What is asked
Make an exact copy of all the entries, but do not reproduce the pictures.

Record list
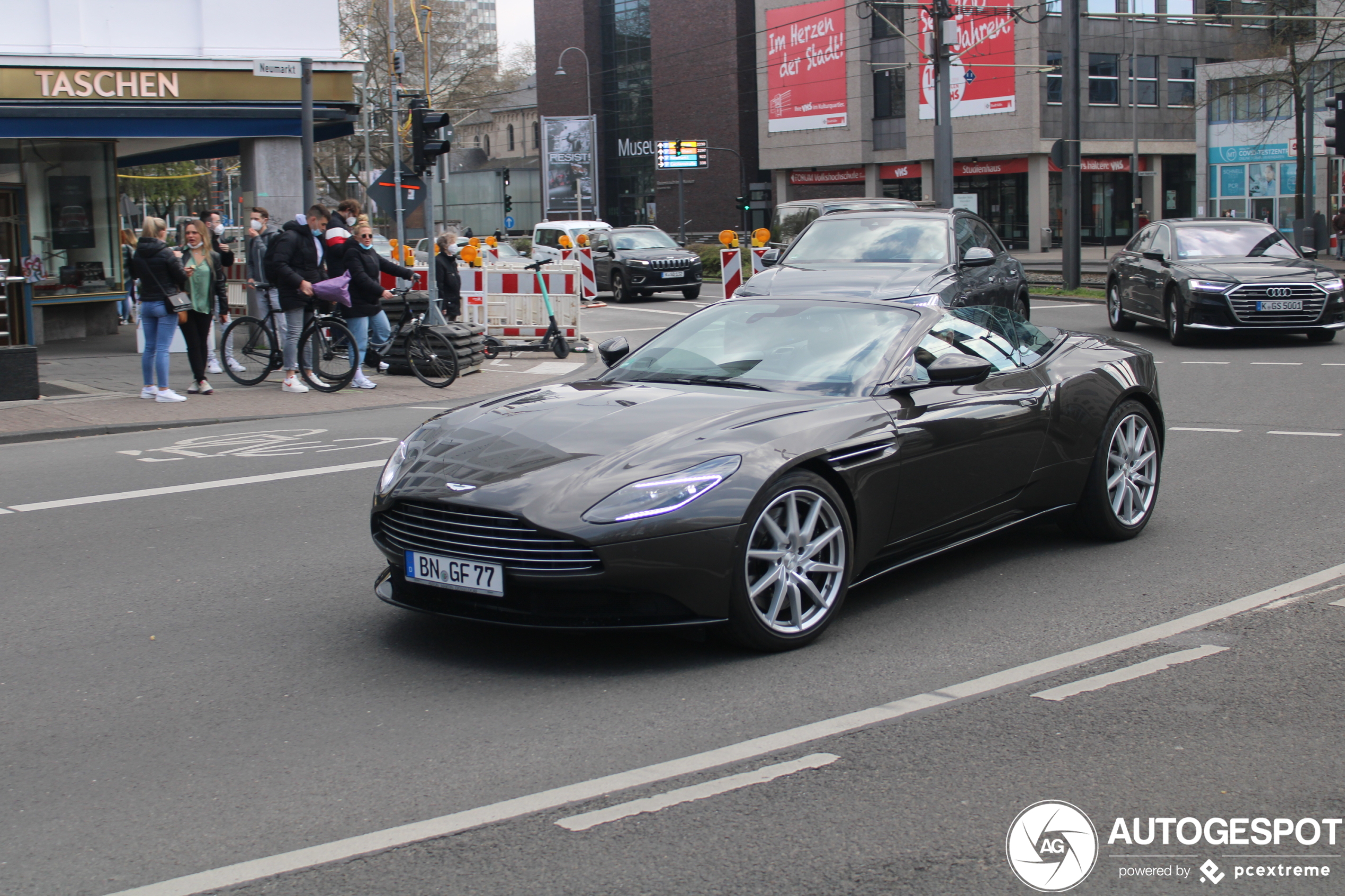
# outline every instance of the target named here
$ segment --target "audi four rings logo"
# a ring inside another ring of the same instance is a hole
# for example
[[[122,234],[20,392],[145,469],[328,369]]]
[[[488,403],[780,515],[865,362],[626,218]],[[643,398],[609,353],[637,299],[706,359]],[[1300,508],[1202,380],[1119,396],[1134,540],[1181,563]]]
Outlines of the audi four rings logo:
[[[1098,830],[1077,806],[1044,799],[1009,825],[1005,852],[1018,880],[1038,893],[1063,893],[1098,864]]]

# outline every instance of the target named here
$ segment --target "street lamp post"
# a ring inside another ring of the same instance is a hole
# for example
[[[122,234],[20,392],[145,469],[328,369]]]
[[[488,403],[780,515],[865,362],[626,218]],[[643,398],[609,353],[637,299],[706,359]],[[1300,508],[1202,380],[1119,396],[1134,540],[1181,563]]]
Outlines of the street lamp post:
[[[577,52],[581,56],[584,56],[584,97],[585,97],[586,105],[588,105],[588,117],[589,117],[589,121],[593,121],[593,75],[592,75],[592,71],[589,70],[588,54],[584,52],[582,50],[580,50],[578,47],[566,47],[565,50],[561,50],[561,55],[555,58],[555,77],[557,78],[564,78],[565,77],[566,71],[565,71],[565,66],[562,63],[565,62],[565,54],[568,54],[570,50],[573,50],[574,52]],[[593,141],[597,142],[597,134],[596,133],[593,134]],[[596,149],[597,148],[594,146],[594,154],[596,154]],[[538,168],[542,169],[542,189],[545,191],[546,189],[546,163],[545,163],[545,160],[542,161],[542,164],[538,165]],[[594,165],[594,172],[593,172],[594,177],[597,176],[596,168],[597,167]],[[596,191],[594,191],[594,193],[596,193]],[[584,219],[584,191],[580,189],[578,184],[574,184],[574,216],[578,220]],[[593,208],[593,216],[594,218],[597,216],[597,208],[596,207]]]

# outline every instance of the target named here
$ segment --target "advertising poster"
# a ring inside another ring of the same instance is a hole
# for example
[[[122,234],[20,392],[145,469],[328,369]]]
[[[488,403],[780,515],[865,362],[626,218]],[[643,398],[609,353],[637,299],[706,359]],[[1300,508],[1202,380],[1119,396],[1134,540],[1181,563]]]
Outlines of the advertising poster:
[[[845,128],[845,0],[767,9],[767,130]]]
[[[994,12],[966,12],[972,8]],[[993,116],[1014,110],[1014,69],[993,66],[1014,64],[1013,16],[1001,12],[1005,7],[989,7],[985,0],[959,4],[958,43],[950,47],[952,117]],[[928,46],[933,31],[931,7],[920,7],[920,46]],[[933,118],[933,60],[920,56],[920,117]]]
[[[93,249],[93,187],[89,175],[47,177],[51,203],[51,247]]]
[[[597,214],[594,173],[597,160],[593,153],[593,118],[542,117],[542,142],[546,164],[542,168],[542,216],[550,212],[570,212],[593,218]]]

Answer to this problem
# outline every instance of the target named here
$ segment --target "audi four rings logo"
# a ring inside another ring of the same instance is a hole
# for example
[[[122,234],[20,392],[145,469],[328,369]]]
[[[488,403],[780,515],[865,362],[626,218]],[[643,398],[609,353],[637,299],[706,359]],[[1300,508],[1202,380],[1119,396],[1134,540],[1181,563]]]
Outlines of the audi four rings logo:
[[[1098,830],[1077,806],[1044,799],[1009,825],[1005,852],[1018,880],[1038,893],[1063,893],[1098,864]]]

# outline every instance of the target named here
$ segment --target "street lamp post"
# a ring inside another ring of the same instance is a hole
# for example
[[[122,234],[20,392],[145,469],[328,369]]]
[[[488,403],[780,515],[865,362],[626,218]],[[643,398],[609,353],[637,299],[706,359]],[[1300,508],[1202,380],[1119,396],[1134,540],[1181,563]]]
Outlines of the street lamp post:
[[[577,52],[581,56],[584,56],[584,97],[585,97],[586,105],[588,105],[588,117],[589,117],[589,121],[593,121],[593,75],[592,75],[592,71],[589,70],[588,54],[584,52],[582,50],[580,50],[578,47],[566,47],[565,50],[561,50],[561,55],[555,58],[555,77],[557,78],[564,78],[565,77],[566,71],[565,71],[565,66],[562,63],[565,62],[565,54],[568,54],[570,50],[573,50],[574,52]],[[593,141],[597,142],[597,134],[596,133],[593,134]],[[596,149],[597,148],[594,146],[594,154],[596,154]],[[538,168],[542,169],[542,189],[545,191],[546,189],[546,163],[545,163],[545,160],[542,161],[542,164],[538,165]],[[594,165],[594,172],[593,172],[594,177],[597,176],[596,168],[597,167]],[[596,191],[594,191],[594,193],[596,193]],[[584,219],[584,191],[580,189],[578,184],[574,184],[574,216],[578,220]],[[593,208],[593,216],[594,218],[597,216],[597,208],[596,207]]]

# outline every instance of the target named here
$ segment --target "advertising poster"
# a ring inside another ring of the same instance is a hole
# for example
[[[122,234],[20,392],[145,469],[328,369]]]
[[[488,403],[780,515],[865,362],[626,218]],[[643,398],[609,353],[637,299],[706,359]],[[1300,508],[1202,380],[1119,396],[1134,540],[1181,563]]]
Outlines of the advertising poster:
[[[845,128],[845,0],[767,9],[767,130]]]
[[[994,12],[966,12],[972,8]],[[993,116],[1014,110],[1014,69],[993,66],[1014,64],[1013,16],[1001,12],[1005,7],[989,7],[985,0],[959,4],[958,43],[950,47],[952,117]],[[928,46],[933,31],[931,7],[920,7],[920,46]],[[933,118],[933,60],[920,56],[920,117]]]
[[[93,249],[93,187],[89,175],[47,177],[51,203],[51,247]]]
[[[597,214],[594,173],[597,160],[593,153],[593,118],[542,117],[542,142],[546,164],[542,168],[542,216],[550,212],[570,212],[593,218]]]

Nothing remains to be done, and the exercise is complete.